§ **Aim of the exercise**
All of the records below need to be copied exactly.

§ **Dataset**
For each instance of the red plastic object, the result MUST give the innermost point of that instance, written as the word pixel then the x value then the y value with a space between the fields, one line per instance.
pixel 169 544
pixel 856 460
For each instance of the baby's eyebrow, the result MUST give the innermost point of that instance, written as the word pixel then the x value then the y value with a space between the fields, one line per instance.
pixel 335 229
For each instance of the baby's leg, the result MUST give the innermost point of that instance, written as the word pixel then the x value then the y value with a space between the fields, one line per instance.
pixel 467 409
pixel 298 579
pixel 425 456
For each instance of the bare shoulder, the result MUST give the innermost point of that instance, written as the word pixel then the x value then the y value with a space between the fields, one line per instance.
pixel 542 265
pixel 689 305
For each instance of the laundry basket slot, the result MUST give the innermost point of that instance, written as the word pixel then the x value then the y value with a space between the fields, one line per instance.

§ **Answer space**
For each instance of the red plastic object, the result MUST give the innermost point of that instance, written as the word pixel then the x value then the y value with a space between the fields, one line per instance.
pixel 169 544
pixel 856 460
For each instance of the baby's eyebrow, the result MUST give the innermost point of that instance, written as the word pixel then the x value then the y value with a space between the fields, one line per instance.
pixel 335 229
For each instance of the baby's leg, the result MUST give the innermost point of that instance, written as the word pixel then the x value then the y value with a space between the fields, one line per instance.
pixel 467 409
pixel 298 579
pixel 425 456
For each instance of the bare shoulder, the result MUST give the innermost point of that instance, written as the word pixel then the x value then the y value with a space between the fields, one line per instance.
pixel 542 265
pixel 689 305
For each instance of the laundry basket slot, the result MUST give the innermost point of that instance, written as the word pixel then the x value then the y value with a space between the fields, one line per instance.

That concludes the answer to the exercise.